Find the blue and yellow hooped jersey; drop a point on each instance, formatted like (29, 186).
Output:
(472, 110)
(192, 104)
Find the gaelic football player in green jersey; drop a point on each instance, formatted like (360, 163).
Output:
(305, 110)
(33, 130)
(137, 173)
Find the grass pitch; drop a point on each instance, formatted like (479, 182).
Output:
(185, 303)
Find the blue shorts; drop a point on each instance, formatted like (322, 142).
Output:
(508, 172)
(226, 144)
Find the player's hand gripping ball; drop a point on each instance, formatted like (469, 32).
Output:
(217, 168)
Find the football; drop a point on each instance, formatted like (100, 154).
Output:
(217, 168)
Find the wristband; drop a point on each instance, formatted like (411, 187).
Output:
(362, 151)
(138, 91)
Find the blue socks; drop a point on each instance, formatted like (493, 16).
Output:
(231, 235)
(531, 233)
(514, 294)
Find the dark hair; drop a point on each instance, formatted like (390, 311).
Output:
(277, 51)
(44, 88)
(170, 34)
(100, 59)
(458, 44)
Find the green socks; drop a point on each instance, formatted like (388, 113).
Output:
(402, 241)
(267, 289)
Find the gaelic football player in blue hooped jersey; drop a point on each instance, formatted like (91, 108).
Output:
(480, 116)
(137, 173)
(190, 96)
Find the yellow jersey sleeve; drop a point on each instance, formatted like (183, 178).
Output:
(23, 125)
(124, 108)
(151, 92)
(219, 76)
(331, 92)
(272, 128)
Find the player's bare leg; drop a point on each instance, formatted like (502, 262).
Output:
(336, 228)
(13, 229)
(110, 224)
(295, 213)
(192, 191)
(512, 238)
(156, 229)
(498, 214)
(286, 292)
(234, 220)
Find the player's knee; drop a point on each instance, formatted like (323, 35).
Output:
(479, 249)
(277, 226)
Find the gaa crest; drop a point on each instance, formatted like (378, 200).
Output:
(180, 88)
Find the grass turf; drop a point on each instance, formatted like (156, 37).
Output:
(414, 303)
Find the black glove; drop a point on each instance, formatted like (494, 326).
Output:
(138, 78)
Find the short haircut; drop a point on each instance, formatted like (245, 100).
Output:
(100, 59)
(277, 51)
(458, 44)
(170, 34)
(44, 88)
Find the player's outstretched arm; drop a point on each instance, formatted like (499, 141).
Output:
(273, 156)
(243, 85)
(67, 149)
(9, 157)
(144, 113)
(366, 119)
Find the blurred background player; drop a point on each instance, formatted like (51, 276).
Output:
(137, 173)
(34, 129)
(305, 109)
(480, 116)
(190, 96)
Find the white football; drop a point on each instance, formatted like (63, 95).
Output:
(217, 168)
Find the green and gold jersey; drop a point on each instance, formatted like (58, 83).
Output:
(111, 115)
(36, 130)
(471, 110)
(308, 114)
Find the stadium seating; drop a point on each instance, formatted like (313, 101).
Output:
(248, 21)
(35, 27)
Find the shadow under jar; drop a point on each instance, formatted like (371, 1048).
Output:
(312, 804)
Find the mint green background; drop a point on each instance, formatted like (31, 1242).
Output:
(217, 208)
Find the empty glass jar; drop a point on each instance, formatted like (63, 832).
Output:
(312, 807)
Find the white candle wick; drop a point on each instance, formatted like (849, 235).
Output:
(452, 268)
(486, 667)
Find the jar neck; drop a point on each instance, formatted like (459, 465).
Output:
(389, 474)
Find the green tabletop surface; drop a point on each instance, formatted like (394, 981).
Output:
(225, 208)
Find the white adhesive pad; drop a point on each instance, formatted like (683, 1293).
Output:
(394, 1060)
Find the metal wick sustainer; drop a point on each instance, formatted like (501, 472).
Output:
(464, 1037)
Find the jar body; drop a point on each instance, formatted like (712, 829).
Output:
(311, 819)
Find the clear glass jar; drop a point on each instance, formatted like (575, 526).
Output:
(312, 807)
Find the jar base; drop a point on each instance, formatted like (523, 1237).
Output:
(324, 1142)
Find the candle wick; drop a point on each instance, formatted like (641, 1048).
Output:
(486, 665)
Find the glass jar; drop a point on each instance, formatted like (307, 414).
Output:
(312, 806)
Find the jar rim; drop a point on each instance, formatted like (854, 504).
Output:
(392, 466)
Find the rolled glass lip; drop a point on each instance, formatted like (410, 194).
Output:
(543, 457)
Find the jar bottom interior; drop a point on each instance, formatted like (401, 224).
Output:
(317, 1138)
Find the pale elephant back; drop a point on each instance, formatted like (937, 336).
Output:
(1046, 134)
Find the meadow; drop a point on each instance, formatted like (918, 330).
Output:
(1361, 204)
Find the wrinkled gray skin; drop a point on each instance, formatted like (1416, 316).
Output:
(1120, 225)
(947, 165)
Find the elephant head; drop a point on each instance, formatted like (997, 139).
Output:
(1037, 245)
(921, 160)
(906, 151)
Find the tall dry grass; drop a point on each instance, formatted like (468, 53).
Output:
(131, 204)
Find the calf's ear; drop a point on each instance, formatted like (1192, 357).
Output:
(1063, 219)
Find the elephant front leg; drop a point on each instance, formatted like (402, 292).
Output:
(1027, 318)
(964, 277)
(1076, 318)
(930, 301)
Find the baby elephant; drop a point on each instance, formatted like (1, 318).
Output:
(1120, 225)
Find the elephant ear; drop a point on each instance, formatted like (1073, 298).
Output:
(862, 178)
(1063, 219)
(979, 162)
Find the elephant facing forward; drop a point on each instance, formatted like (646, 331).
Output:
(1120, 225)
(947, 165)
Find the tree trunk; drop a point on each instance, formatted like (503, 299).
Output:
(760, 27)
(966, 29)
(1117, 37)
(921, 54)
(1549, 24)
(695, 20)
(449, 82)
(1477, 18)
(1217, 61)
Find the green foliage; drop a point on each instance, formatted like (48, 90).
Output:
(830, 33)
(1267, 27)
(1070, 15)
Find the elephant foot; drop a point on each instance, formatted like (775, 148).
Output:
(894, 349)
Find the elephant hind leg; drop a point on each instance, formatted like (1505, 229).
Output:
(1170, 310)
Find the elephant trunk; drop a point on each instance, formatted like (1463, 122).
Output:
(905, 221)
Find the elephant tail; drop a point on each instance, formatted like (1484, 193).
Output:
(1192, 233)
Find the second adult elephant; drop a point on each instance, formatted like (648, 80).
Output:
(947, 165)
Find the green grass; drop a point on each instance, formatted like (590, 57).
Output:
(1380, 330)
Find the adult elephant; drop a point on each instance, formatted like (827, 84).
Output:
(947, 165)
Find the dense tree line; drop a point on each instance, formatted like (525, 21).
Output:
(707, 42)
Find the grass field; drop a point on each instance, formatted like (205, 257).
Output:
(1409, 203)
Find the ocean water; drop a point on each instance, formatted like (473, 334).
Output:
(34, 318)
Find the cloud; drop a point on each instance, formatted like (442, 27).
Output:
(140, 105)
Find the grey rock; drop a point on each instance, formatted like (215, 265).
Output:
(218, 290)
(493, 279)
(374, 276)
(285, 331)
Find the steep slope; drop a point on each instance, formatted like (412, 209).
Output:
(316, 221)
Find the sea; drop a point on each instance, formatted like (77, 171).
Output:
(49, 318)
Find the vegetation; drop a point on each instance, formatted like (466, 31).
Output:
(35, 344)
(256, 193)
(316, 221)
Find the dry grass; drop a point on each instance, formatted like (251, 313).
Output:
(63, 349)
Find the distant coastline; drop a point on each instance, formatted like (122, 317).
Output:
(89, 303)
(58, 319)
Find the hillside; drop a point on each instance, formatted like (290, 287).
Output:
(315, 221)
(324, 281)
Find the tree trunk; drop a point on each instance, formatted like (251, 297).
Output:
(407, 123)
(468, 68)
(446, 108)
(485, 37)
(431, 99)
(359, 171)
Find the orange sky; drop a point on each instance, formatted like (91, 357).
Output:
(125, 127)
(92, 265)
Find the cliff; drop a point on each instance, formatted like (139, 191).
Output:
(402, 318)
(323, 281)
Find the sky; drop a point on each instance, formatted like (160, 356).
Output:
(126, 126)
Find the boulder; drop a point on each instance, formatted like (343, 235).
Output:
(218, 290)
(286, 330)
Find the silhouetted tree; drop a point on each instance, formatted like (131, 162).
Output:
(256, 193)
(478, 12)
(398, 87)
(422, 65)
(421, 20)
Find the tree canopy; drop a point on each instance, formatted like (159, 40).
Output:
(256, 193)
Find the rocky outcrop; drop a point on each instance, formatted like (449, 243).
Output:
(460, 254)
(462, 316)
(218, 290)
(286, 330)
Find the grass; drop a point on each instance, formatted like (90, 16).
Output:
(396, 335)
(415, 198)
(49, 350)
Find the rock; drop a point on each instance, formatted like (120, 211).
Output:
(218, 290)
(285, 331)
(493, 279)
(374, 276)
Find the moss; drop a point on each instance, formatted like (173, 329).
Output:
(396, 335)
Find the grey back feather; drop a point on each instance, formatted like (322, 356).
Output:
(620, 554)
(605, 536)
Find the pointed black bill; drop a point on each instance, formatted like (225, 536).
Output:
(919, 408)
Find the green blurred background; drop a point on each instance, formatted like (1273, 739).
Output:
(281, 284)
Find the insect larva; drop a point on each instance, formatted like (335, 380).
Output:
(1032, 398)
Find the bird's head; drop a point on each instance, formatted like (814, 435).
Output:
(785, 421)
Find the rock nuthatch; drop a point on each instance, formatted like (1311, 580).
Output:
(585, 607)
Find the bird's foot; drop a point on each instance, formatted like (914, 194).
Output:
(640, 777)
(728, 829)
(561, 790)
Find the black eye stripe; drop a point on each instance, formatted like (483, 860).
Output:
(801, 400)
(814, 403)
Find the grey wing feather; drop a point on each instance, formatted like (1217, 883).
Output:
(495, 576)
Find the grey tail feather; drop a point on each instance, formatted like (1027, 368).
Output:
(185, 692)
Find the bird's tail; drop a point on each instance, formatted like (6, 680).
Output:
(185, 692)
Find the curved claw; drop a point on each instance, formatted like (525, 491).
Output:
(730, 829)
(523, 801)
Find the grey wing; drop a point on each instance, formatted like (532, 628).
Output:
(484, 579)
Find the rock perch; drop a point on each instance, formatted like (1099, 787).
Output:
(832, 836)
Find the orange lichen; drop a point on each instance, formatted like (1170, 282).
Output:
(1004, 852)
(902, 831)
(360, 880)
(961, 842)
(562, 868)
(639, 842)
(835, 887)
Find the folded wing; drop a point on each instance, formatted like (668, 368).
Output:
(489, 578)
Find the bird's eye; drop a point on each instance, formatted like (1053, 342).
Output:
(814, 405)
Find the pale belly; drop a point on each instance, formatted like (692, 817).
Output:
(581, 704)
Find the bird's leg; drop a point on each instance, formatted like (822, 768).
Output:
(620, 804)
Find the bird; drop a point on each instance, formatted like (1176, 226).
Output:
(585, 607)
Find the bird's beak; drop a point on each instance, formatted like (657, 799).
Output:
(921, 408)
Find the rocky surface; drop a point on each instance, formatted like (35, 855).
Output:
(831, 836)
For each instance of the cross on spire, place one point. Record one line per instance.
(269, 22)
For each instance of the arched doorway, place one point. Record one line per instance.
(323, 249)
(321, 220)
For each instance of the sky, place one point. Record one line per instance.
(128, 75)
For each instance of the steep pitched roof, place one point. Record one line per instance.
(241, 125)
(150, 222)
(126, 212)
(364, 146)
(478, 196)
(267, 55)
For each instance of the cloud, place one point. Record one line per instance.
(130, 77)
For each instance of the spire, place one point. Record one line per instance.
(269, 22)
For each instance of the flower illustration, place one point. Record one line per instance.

Exercise = From where "For each instance of the sky, place" appears to the last line of the listing above, please write out every line exactly; leave out the rest.

Final answer =
For each instance of the sky, place one point. Record one line per instance.
(128, 75)
For each instance of the steep pitched roof, place one point. Record one line per instance.
(241, 125)
(150, 222)
(126, 212)
(364, 146)
(478, 196)
(267, 55)
For each instance of the cloud, place one point. Record one line per instance.
(130, 77)
For each instance of the spire, place one point. Record one line per instance.
(269, 22)
For each instance of the flower illustration, place one point. Record one line per instance.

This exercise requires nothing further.